> **Instructions for the task**
From the pull request page below, copy word for word the part that opens with the words "This is a bug" and closes with "the changes themselves.".

> **Page text**
MDEV-36760, MDEV-36781, MDEV-36759: Fix performance regressions after MDEV-29445 by dr-m · Pull Request #4042 · MariaDB/server

dr-m · 2025-05-13T09:12:25Z

The Jira issue number for this PR is: MDEV-36760, MDEV-36781, MDEV-36759

Description

Fix several performance regressions due to #3107. See the individual commits.

Release Notes

Several performance regressions were fixed.

How can this PR be tested?

For an example, see MDEV-36759.

Basing the PR against the correct MariaDB version

This is a new feature or a refactoring, and the PR is based against the main branch.
This is a bug fix, and the PR is based against the earliest maintained branch in which the bug can be reproduced.

PR quality check

I checked the CODING_STANDARDS.md file and my PR conforms to this where appropriate.
For any trivial modifications to the PR, I am ok with the reviewer making the changes themselves.

Bounding box annotation entries:

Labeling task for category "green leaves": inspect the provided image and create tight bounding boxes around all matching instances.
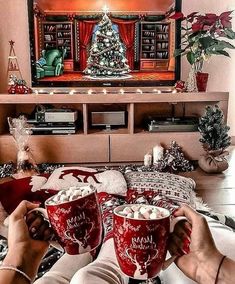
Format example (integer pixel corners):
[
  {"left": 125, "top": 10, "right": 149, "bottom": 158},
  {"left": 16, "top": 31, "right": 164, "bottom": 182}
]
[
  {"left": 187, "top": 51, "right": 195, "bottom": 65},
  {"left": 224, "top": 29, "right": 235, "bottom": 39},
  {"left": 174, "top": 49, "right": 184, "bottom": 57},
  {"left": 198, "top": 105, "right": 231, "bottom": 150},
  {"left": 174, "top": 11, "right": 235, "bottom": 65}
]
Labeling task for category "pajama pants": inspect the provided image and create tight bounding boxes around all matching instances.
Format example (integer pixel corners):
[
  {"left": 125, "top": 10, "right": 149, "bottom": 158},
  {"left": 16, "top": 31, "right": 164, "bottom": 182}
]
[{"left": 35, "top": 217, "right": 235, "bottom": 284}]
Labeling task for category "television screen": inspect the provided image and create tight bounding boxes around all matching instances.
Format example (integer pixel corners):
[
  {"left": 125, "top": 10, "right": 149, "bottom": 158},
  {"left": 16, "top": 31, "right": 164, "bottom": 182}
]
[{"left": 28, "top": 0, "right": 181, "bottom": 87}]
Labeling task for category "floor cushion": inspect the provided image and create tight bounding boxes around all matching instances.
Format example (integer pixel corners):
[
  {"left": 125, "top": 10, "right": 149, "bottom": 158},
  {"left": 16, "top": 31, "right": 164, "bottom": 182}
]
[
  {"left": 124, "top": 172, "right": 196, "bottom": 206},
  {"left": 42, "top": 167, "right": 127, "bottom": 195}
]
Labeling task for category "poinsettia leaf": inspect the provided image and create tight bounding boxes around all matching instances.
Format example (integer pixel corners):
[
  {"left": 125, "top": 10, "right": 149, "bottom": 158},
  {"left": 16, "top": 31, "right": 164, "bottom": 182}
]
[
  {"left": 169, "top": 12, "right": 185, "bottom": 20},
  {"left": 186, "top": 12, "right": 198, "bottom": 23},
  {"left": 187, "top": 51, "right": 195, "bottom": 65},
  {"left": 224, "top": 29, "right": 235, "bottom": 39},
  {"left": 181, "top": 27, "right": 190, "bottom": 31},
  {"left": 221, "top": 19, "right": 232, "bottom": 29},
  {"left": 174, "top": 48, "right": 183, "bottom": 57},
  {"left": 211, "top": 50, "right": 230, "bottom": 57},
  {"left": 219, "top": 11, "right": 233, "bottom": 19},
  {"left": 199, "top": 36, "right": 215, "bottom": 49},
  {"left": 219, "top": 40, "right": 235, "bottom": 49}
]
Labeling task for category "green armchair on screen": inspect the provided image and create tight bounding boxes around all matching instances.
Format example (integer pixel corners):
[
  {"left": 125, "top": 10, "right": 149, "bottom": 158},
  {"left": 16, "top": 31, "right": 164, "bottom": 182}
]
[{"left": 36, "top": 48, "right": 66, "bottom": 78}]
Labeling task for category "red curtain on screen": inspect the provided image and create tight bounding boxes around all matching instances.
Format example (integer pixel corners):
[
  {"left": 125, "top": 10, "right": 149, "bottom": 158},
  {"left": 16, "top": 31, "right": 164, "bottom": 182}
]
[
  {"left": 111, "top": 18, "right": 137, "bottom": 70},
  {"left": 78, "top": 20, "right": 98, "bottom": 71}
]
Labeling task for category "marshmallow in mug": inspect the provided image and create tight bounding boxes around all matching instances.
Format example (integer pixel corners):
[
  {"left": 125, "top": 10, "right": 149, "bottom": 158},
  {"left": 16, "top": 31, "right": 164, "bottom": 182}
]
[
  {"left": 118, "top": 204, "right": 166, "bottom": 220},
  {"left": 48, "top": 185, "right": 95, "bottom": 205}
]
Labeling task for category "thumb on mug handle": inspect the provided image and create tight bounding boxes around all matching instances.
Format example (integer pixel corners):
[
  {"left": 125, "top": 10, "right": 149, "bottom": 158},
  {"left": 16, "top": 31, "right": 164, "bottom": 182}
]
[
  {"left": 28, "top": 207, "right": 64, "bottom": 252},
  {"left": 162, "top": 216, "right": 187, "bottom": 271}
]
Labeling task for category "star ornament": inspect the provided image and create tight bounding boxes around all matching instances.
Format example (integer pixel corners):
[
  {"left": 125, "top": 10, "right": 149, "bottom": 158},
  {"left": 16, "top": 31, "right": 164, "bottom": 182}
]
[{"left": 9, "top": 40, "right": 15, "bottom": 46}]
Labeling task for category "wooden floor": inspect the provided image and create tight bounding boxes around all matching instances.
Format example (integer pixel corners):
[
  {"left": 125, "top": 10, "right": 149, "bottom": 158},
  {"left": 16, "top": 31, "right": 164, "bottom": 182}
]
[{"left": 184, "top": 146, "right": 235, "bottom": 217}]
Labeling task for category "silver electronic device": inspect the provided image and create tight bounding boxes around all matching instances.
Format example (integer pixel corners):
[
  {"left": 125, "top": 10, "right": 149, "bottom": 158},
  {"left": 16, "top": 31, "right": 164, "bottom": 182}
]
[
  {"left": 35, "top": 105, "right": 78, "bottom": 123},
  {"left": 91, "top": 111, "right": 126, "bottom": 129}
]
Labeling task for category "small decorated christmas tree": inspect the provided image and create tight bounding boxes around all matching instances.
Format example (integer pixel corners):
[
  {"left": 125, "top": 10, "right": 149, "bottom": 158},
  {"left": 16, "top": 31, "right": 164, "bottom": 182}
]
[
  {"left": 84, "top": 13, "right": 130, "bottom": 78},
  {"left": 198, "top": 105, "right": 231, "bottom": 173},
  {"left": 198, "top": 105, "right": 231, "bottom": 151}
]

> **Written solution**
This is a bug fix, and the PR is based against the earliest maintained branch in which the bug can be reproduced.

PR quality check

I checked the CODING_STANDARDS.md file and my PR conforms to this where appropriate.
For any trivial modifications to the PR, I am ok with the reviewer making the changes themselves.